··· Supplied text ···
Former child star Maureen McCormick is grateful her parents and her now-husband helped her overcome one of the darkest periods of her life.
“My mom and dad, they almost turned me in to the cops,” the actress, best known for playing Marcia Brady in the hit ‘70s show “The Brady Bunch,” recently told Us Weekly about her drug addiction. “They were at their last… cause they had been trying for years and knew something was going on and I was pretty sneaky and I could hide very, very well.
“But then I started messing up on jobs and so many things, so I’m sure everyone in the industry at the time knew that I was flaking out.”
McCormick insisted her future husband gave her an ultimatum.
“[I] met this guy [Michael Cummings] — it was before we were married and we were just dating — and I had my last relapse. He came to me and said, ‘If you ever do this drug again, I’m gone, I’m leaving.’ It woke me up. It was like the coldest shower you could ever take, there’s just no way I’m gonna lose somebody that I love.”
“… We’ve been married now for 33 years. I just had a feeling that I could trust him with my whole heart and that he was so honest and such a beautiful, beautiful human being.”
··· Dataset records ···
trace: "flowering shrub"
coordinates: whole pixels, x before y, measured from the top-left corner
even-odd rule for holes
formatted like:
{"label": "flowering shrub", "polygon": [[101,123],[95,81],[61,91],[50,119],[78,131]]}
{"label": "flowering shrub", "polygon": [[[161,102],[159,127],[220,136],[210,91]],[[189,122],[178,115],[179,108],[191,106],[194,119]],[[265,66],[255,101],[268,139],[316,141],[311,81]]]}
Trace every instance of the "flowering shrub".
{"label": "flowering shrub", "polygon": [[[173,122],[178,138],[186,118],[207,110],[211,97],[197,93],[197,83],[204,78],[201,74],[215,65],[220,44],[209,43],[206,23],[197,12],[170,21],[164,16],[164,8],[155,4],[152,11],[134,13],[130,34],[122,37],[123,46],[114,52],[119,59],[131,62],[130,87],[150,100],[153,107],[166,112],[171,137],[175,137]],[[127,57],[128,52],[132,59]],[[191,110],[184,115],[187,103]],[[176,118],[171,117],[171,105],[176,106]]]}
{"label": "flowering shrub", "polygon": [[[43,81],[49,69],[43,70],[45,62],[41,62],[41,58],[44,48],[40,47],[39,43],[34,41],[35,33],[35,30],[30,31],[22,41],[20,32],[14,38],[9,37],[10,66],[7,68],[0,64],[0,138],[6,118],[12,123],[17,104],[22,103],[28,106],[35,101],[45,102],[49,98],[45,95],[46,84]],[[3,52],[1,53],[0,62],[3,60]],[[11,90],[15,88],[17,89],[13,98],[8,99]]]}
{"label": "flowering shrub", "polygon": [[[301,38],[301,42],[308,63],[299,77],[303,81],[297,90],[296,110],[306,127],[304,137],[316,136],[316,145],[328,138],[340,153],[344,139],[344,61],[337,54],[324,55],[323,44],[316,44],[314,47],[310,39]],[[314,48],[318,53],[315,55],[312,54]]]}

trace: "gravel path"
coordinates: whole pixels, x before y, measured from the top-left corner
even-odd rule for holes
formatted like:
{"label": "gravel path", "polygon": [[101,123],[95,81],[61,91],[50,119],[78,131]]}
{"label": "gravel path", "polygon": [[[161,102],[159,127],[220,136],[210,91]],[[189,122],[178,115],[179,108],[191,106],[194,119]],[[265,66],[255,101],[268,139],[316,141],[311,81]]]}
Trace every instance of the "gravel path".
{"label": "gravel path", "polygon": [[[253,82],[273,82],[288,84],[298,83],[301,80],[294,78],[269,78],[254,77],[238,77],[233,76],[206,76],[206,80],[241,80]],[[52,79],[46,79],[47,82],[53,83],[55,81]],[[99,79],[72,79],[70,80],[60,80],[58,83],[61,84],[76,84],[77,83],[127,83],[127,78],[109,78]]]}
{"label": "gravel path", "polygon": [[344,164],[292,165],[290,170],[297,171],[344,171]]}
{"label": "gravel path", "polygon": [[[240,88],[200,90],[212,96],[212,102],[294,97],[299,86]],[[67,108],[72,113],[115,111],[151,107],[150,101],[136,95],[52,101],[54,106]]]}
···
_What you will do:_
**1)** Answer from the article about Maureen McCormick.
(a) What role is McCormick best known for?
(b) What did her parents almost do?
(c) How long has she been married?
**2)** Duplicate the part of the article about Maureen McCormick that begins at the words "Former child star" and stops after "very, very well.".
**3)** Go on with the article about Maureen McCormick after its last sentence.
The items are separate material, unrelated to the article about Maureen McCormick.

_Task-by-task outputs:_
**1)**
(a) Marcia Brady in "The Brady Bunch"
(b) Turn her in to the cops
(c) 33 years

**2)**
Former child star Maureen McCormick is grateful her parents and her now-husband helped her overcome one of the darkest periods of her life.
“My mom and dad, they almost turned me in to the cops,” the actress, best known for playing Marcia Brady in the hit ‘70s show “The Brady Bunch,” recently told Us Weekly about her drug addiction. “They were at their last… cause they had been trying for years and knew something was going on and I was pretty sneaky and I could hide very, very well.

**3)**
Looking back at her own journey, McCormick had some no-nonsense advice on battling addiction.
“I recommend to anyone who’s struggling to throw that phone book out and do not, do not hang out with anyone who’s using,” she warned. “I had to literally say goodbye to so many people that I was hanging out with.”
Back in 2008, McCormick released a tell-all which detailed how she got deeper into Hollywood’s drug scene.
According to The Telegraph, McCormick revealed she traded sex for drugs with a Hollywood cocaine dealer who later went to jail, and once allowed an older man she met at the Playboy Mansion to videotape her naked in exchange for drugs.
McCormick’s addiction was so powerful that she reportedly turned up to an audition for Steven Spielberg's “Raiders of the Lost Ark” completely “messed up” after being awake for several days on drugs.
“If there was coke, I had to stay up and do every last flake even if it meant going without sleep for days,” she wrote. “Nothing else mattered.”
McCormick would go on to get sober and is now at peace. In fact, she honored her late TV mom Florence Henderson by participating in the American Heart Association’s (AHA) Go Red for Women Red Dress Collection 2017.
The annual show was created to raise awareness on heart disease among women. According to AHA, cardiovascular diseases cause one in three deaths among women each year — more than all cancers combined.
Henderson passed away in late 2016 at age 82 from heart failure. Just three days before her death, she attended a taping of ABC’s “Dancing with the Stars” to cheer on McCormick, who was participating in the dance competition series.
“[Florence was] a person who wanted to spread love and laughter,” McCormick told Fox News. “She loved people, she loved life. She’s born on Valentine’s Day, how perfect, right? [She was] just a great woman. Someone I really admired.”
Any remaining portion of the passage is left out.